Records from a dataset:
==*==
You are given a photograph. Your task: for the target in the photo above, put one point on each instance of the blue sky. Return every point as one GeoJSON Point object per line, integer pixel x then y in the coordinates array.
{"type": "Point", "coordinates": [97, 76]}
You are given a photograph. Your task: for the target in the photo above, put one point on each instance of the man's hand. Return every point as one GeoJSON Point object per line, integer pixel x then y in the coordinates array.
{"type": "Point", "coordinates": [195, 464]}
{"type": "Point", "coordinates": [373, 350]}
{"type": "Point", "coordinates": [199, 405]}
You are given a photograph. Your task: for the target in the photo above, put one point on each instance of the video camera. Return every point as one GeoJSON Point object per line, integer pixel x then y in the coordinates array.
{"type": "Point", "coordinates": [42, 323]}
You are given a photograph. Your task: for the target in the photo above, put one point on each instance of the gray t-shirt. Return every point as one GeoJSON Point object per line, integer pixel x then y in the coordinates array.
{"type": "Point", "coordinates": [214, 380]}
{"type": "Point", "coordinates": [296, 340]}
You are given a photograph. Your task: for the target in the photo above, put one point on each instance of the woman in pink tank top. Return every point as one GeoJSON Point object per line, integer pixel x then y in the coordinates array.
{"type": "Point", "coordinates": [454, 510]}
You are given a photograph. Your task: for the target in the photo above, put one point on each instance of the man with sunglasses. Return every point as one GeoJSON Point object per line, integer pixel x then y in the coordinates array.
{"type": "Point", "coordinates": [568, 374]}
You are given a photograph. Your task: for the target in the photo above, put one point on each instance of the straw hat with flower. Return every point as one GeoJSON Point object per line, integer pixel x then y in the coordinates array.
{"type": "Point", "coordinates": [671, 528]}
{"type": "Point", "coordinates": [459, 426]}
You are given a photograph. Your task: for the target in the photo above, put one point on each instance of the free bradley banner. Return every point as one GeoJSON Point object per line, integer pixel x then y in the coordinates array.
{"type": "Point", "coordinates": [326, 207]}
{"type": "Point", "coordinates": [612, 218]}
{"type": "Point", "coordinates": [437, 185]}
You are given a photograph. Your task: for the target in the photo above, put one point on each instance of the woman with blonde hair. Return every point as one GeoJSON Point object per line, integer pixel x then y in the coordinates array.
==*==
= Task goal =
Format every line of the records above as a numbered list, leaving out any blank lines.

= Complete response =
1. You are given a photograph. Your task: for the target in the photo above, put one point on each instance of the blue sky. Return every point as one GeoJSON Point object per line, integer pixel x then y in the coordinates array.
2. {"type": "Point", "coordinates": [97, 76]}
3. You are given a photograph. Your task: for the target in the photo above, put one point on each instance of the man's hand. Return every point as one GeoJSON Point object per line, integer pixel x then y in the coordinates array.
4. {"type": "Point", "coordinates": [195, 464]}
5. {"type": "Point", "coordinates": [373, 350]}
6. {"type": "Point", "coordinates": [199, 405]}
7. You are given a photograph. Your task: for the target in the photo above, put one point on each instance of the video camera. Return every point as one GeoJSON Point object per line, integer pixel x then y in the coordinates array.
8. {"type": "Point", "coordinates": [42, 323]}
9. You are given a photograph. Your task: for the target in the photo above, put one point on each instance of the gray t-shirt. Return every point as one GeoJSON Point object per line, integer pixel x then y in the coordinates array.
10. {"type": "Point", "coordinates": [214, 380]}
11. {"type": "Point", "coordinates": [296, 340]}
12. You are given a photograph. Your task: for the target in the photo above, put one point on each instance of the woman in pink tank top. Return every point as one GeoJSON Point object per line, integer pixel x then y in the coordinates array.
13. {"type": "Point", "coordinates": [454, 510]}
14. You are given a photograph. Your task: for the target in the photo above, put one point on each instance of the man with sunglasses. Return every point as one GeoJSON Point object per line, integer pixel x then y in the coordinates array.
15. {"type": "Point", "coordinates": [568, 374]}
16. You are given a photograph. Your task: for the target in the photo above, put one point on each instance of the straw hat with flower. Return every point as one GeoJSON Point object per line, integer pixel x then y in the coordinates array.
17. {"type": "Point", "coordinates": [671, 528]}
18. {"type": "Point", "coordinates": [459, 426]}
19. You are given a photograph. Your task: for the target in the photo above, put one point on each instance of the free bradley banner. Return every point as one GeoJSON Point object per line, integer pixel x then y in the coordinates array.
20. {"type": "Point", "coordinates": [326, 207]}
21. {"type": "Point", "coordinates": [612, 218]}
22. {"type": "Point", "coordinates": [437, 185]}
23. You are given a photograph. Your task: for the target in the photo above, put one point on each instance of the woman with blonde hair. Return every point as one GeoJSON Point object per line, integer pixel x then y in the coordinates array.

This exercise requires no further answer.